● **Task requirements**:
Once every line below has been checked for "wall", give only the number of lines that have it.

● **Working data**:
====

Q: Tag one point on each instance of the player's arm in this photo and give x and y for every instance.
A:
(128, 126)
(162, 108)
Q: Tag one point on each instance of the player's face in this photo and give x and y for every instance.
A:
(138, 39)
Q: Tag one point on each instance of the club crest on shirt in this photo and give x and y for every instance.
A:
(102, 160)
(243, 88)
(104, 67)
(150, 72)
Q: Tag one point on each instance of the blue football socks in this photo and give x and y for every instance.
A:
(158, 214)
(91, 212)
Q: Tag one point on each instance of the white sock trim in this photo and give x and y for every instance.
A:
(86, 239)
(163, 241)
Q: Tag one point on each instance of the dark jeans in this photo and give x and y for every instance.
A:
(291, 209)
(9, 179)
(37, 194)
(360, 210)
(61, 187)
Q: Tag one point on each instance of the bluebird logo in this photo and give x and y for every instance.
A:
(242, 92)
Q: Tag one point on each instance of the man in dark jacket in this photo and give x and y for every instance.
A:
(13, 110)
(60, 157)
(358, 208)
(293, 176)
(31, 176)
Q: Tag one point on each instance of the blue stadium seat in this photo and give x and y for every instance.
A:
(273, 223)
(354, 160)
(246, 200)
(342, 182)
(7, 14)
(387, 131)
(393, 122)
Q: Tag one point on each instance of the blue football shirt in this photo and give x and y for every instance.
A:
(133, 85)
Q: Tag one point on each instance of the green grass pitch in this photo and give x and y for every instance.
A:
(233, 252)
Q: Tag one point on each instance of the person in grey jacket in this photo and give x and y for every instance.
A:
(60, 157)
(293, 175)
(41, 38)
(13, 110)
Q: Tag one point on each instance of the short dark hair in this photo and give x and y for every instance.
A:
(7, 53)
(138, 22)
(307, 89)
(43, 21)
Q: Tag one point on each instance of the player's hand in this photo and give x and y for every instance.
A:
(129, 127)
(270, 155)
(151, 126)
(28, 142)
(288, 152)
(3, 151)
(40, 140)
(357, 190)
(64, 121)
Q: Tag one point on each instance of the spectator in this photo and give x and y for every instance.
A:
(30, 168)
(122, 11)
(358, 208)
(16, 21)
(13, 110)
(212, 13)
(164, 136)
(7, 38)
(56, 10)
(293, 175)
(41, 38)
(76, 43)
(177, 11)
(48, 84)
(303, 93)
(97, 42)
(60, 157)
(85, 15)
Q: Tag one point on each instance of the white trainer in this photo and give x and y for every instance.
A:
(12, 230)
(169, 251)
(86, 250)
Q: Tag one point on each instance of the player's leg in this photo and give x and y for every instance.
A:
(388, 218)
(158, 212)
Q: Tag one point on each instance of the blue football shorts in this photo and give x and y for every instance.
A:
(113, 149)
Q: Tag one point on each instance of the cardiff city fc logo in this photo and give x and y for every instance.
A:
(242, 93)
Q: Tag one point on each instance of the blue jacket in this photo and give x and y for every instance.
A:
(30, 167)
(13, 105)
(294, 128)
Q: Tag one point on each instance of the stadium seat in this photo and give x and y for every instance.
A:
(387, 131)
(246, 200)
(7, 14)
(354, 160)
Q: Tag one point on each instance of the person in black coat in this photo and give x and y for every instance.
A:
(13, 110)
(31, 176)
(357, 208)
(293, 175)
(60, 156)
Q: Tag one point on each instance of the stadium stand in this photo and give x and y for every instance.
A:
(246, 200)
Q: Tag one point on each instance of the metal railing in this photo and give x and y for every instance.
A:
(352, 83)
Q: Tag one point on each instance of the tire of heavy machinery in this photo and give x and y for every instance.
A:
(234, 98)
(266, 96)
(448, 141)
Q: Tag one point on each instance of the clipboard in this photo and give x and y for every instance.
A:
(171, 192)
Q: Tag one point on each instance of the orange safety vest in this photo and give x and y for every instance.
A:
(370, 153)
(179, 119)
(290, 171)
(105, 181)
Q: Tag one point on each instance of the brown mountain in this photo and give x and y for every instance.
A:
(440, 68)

====

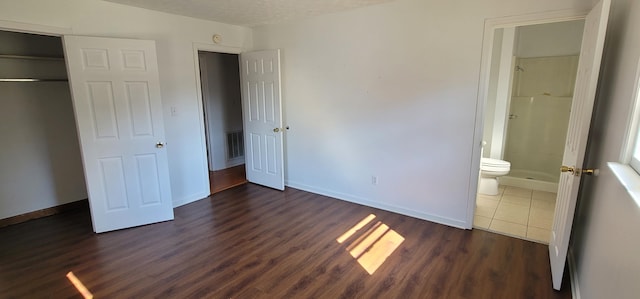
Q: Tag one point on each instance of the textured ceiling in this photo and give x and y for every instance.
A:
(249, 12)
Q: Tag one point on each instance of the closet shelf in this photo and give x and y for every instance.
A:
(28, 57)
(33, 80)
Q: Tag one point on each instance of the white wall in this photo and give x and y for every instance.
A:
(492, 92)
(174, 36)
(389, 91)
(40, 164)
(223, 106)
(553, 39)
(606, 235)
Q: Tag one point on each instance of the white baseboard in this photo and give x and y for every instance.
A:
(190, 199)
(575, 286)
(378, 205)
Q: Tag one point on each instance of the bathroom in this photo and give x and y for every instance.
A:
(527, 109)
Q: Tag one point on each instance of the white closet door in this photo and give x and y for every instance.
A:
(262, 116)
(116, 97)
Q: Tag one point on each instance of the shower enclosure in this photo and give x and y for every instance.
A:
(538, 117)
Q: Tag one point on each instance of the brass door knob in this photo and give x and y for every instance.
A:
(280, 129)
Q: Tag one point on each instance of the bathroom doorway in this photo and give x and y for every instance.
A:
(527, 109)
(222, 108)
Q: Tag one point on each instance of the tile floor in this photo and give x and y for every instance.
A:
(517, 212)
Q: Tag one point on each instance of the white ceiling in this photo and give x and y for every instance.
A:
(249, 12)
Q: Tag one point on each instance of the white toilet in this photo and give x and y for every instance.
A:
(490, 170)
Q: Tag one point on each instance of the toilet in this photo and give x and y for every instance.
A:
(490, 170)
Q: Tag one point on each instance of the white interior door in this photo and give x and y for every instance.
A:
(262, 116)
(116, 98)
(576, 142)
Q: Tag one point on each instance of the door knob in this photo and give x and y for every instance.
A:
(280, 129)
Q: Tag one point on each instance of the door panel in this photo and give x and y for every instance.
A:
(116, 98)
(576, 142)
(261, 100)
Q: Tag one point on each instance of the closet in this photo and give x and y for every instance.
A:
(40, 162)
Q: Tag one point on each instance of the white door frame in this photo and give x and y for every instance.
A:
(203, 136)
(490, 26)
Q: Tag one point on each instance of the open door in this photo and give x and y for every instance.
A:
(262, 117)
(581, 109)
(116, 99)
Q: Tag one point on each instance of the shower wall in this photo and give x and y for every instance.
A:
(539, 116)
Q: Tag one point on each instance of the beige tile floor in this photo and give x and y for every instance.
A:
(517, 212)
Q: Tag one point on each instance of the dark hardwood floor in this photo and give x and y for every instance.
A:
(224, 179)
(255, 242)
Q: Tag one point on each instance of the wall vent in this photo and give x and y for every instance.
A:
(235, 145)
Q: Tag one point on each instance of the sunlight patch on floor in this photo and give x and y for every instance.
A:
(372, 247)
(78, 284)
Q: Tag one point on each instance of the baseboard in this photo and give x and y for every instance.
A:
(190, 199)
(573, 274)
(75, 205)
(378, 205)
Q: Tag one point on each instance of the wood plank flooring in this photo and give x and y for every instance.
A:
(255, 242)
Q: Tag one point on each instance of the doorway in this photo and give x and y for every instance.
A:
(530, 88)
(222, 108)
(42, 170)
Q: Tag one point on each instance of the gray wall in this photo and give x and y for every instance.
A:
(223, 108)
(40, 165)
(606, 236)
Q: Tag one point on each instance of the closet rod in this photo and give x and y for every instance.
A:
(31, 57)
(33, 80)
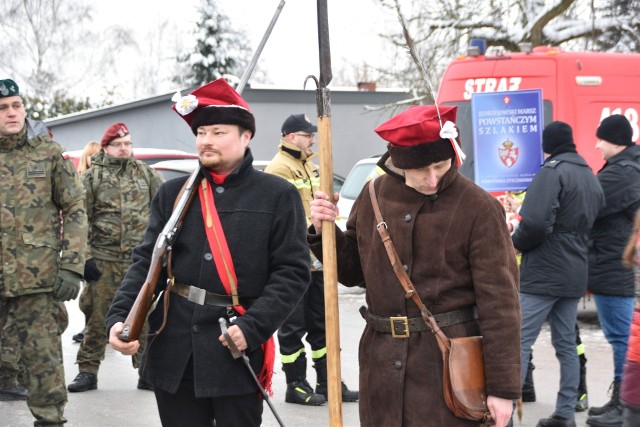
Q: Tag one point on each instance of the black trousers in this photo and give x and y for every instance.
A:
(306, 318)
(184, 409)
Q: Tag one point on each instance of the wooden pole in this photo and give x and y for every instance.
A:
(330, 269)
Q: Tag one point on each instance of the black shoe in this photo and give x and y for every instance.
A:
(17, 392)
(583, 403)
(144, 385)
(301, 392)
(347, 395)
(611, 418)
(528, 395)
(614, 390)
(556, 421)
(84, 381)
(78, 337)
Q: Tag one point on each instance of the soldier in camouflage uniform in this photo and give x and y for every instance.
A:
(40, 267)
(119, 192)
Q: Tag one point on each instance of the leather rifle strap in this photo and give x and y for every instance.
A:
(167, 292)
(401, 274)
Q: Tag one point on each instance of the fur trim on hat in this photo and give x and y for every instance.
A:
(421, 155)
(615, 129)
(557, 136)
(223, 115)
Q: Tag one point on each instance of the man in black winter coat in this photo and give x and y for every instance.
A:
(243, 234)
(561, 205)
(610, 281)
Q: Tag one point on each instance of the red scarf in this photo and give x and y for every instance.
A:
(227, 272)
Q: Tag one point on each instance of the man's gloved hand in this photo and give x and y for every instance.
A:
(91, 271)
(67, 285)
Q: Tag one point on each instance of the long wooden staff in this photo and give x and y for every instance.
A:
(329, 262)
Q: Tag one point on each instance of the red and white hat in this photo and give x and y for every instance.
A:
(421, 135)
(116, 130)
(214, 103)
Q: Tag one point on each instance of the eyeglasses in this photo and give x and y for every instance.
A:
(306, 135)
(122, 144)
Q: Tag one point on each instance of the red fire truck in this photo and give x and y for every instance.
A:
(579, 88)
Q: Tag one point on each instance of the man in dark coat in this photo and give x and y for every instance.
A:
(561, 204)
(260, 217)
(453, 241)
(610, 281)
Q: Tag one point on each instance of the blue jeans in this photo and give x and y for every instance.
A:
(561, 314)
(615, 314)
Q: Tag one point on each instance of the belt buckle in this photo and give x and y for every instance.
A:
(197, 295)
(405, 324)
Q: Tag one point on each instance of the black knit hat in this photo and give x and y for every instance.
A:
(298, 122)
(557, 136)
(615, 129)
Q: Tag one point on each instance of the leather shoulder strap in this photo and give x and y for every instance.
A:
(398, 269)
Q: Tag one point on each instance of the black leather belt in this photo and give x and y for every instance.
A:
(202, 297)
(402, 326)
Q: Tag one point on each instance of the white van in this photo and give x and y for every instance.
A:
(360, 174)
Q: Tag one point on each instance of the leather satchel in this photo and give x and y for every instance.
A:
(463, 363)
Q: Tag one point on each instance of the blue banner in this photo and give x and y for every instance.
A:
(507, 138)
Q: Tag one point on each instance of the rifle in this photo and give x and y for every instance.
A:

====

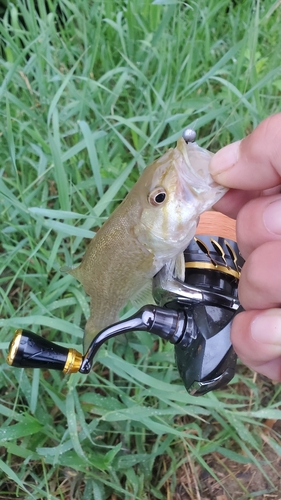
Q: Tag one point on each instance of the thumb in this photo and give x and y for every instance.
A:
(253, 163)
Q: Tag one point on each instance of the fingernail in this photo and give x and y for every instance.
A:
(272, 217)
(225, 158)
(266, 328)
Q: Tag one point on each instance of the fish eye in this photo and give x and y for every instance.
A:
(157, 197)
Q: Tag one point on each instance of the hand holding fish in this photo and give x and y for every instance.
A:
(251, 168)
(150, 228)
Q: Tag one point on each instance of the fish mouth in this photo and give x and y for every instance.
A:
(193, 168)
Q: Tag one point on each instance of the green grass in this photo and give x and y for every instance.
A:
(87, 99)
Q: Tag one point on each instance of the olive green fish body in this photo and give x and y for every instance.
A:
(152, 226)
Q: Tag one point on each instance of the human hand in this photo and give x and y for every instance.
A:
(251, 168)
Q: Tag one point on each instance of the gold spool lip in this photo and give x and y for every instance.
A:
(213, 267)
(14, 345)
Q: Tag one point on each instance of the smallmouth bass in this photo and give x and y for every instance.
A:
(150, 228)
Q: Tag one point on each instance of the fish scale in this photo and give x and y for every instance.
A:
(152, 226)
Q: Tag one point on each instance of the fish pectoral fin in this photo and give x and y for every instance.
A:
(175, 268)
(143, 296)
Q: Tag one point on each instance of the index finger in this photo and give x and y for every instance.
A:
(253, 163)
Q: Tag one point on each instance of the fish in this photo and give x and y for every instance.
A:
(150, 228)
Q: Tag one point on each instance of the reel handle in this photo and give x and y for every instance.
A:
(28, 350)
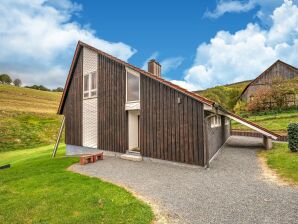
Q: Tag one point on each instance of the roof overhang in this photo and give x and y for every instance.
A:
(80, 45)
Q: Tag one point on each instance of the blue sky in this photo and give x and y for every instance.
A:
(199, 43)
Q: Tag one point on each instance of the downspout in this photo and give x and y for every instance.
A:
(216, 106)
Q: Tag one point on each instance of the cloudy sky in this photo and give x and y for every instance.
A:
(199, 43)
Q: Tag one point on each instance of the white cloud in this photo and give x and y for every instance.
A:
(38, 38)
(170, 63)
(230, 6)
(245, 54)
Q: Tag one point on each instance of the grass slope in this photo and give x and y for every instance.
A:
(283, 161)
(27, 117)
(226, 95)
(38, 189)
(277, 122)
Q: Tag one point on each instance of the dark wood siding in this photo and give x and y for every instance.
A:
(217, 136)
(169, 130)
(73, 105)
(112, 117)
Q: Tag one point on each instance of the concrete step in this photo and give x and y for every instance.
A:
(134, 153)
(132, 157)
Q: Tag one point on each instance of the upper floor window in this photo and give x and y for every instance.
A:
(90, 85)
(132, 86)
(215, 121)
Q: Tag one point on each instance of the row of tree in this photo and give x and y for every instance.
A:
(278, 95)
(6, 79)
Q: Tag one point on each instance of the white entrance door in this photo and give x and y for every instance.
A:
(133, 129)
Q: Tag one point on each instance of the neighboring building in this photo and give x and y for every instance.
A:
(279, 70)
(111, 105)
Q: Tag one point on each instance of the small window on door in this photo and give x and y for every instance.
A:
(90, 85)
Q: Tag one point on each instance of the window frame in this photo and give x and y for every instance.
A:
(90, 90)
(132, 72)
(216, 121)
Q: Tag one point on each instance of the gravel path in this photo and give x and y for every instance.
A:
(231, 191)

====

● **Expected output**:
4